──────── INFORMATION PROVIDED
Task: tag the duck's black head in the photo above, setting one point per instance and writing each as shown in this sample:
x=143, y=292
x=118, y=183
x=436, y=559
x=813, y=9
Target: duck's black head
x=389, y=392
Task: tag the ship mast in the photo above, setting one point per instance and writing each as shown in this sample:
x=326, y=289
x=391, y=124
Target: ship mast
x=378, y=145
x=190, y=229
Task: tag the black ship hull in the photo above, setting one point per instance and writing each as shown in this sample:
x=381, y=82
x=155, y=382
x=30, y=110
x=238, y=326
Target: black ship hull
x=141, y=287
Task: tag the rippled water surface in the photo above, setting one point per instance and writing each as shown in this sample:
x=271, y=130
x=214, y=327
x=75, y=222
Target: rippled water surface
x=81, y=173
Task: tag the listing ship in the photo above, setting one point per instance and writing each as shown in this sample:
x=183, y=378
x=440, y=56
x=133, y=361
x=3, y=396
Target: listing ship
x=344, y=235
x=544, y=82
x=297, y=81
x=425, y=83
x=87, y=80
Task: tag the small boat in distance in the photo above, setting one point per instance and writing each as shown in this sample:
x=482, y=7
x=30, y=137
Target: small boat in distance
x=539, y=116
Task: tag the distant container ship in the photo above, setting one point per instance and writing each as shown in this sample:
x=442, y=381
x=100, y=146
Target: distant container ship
────────────────
■ TASK REQUIREMENTS ■
Return, from the data above, each line in which the string "point" appears.

■ YOUR SOLUTION ■
Task: tag the duck's black head in the photo above, setting one point per instance and writing each as shown in this sample:
Task: tag the ship mast in the photo above, setting one point per instance and writing each as shown in this sample:
Task: tag the black ship hull in the photo above, setting one point per instance and writing each as shown in this sample:
Task: tag the rippled water surface in the photo above, setting one point per instance and writing each as shown in this sample:
Task: tag the listing ship in the photo above, setting one point per instance and writing each as shown in this sample:
Task: tag the small boat in distance in the photo above, setting one point per instance and writing each as shown in this sample:
Task: tag the distant container ship in the photo above, setting one point per instance and writing each as shown in this sample:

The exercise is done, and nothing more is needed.